BEGIN DATA RECORDS
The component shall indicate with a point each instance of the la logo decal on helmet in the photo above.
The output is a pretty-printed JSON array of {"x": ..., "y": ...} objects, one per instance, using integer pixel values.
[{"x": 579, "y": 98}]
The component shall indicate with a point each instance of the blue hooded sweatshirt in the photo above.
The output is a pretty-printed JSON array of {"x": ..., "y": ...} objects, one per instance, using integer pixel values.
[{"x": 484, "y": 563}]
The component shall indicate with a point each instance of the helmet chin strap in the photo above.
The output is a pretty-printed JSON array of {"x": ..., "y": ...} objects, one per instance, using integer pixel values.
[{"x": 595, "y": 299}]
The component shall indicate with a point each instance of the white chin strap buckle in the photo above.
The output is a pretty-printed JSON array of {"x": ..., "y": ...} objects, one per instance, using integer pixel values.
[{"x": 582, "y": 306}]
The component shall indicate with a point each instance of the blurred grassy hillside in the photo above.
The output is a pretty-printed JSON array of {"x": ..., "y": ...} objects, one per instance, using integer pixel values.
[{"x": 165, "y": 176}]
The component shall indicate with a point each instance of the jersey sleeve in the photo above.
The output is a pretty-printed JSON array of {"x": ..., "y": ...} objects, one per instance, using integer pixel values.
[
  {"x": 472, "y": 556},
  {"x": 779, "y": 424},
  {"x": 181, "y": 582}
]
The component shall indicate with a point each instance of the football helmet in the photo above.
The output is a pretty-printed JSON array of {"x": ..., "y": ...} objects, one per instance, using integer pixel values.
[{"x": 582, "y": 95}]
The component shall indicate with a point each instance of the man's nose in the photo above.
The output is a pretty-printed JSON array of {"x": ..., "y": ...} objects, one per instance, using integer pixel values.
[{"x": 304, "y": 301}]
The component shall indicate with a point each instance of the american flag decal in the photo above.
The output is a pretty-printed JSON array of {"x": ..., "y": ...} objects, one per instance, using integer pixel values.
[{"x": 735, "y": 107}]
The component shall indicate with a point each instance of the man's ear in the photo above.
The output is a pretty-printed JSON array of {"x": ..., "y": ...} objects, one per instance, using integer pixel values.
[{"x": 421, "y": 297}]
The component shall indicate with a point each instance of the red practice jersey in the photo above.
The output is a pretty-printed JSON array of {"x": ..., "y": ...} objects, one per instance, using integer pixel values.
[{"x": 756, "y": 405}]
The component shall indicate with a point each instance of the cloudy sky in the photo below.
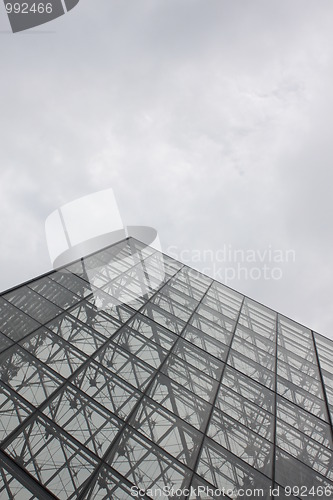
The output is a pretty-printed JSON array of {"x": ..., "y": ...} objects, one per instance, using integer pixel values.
[{"x": 212, "y": 121}]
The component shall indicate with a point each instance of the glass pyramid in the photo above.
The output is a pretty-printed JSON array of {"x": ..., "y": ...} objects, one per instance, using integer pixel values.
[{"x": 129, "y": 375}]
END DATA RECORDS
## ACTION ITEM
Would you copy out exactly the lines above that start at the one containing "football helmet in the photo above." and end at the one containing "jersey in the photo above.", inclusive?

## SOLUTION FOR THIS EXERCISE
The component shall indicate with a point each instance of the football helmet in the photo above.
The output is a pretty-printed JSON array of {"x": ..., "y": ...} objects, one per instance, using integer pixel values.
[{"x": 582, "y": 95}]
The component shall indicate with a point each instance of the man's nose in the photo above.
The output is a pretty-printed JSON array of {"x": ..., "y": ...} objects, one per instance, using integer pixel values.
[{"x": 304, "y": 301}]
The component shall indicate with a point each instance of the american flag decal in the photo above.
The output is a pretty-printed JSON array of {"x": ..., "y": ...} objects, one per instance, using integer pixel values.
[{"x": 735, "y": 107}]
The component shall indicate with a point each instance of the man's ear in the photo above.
The output is a pretty-printed JSON array of {"x": ..., "y": ...} objects, one per instance, using integer pixel values.
[{"x": 421, "y": 297}]
The component shall indicate with a point each instance of the red practice jersey in the photo above.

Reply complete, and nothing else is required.